* _What to do_
Return every line of the listing below that contains the word "woman", copying each line in full.

* _Raw data_
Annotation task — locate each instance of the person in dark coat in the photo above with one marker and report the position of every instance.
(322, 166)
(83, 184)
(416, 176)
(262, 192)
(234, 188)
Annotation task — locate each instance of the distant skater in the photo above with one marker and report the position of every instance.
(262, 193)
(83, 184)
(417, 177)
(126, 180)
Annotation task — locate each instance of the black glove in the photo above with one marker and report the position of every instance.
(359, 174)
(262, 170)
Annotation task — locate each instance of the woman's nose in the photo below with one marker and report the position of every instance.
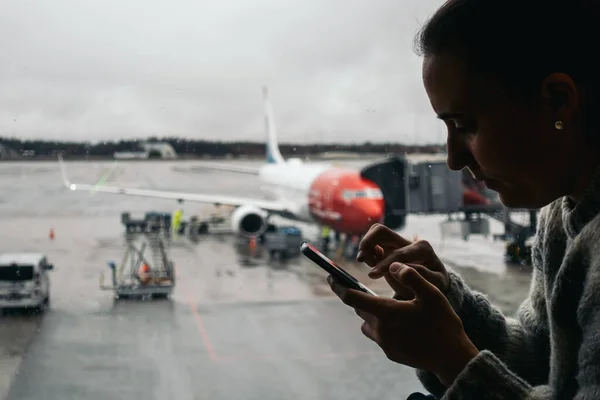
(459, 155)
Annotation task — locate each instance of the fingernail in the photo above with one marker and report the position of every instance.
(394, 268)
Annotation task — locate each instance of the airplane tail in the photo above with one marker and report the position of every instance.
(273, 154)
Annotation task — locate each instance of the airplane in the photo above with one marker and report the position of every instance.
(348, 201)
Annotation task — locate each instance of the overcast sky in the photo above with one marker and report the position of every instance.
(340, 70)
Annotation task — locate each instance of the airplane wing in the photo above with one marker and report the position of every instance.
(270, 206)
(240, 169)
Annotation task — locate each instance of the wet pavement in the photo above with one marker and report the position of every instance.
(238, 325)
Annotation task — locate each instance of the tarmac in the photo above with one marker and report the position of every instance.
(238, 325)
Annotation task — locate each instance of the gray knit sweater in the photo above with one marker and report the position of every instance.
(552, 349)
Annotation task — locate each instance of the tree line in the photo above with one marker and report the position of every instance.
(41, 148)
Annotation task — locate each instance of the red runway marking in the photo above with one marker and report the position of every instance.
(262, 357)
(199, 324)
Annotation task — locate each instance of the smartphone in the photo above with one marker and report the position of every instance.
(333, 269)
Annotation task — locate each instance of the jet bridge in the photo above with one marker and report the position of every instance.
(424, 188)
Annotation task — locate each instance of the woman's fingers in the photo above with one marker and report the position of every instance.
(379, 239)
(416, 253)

...

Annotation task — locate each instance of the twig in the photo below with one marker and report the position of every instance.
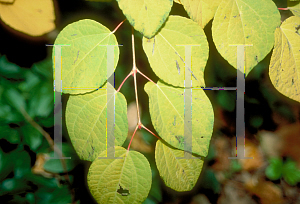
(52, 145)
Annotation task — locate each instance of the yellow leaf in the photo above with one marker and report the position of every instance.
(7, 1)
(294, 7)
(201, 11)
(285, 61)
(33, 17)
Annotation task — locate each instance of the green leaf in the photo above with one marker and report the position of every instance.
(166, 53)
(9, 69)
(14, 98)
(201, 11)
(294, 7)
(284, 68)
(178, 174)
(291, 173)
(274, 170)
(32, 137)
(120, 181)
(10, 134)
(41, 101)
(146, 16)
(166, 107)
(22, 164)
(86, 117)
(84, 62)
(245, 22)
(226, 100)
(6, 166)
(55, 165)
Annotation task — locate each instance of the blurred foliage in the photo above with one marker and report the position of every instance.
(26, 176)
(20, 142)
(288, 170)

* _Final result_
Annotation task — locate each instance of the woman's nose in the photo below with one marker and report the position of every instance.
Annotation task — locate each instance of the woman's fingers in the photo above with one marker and report the position of every instance.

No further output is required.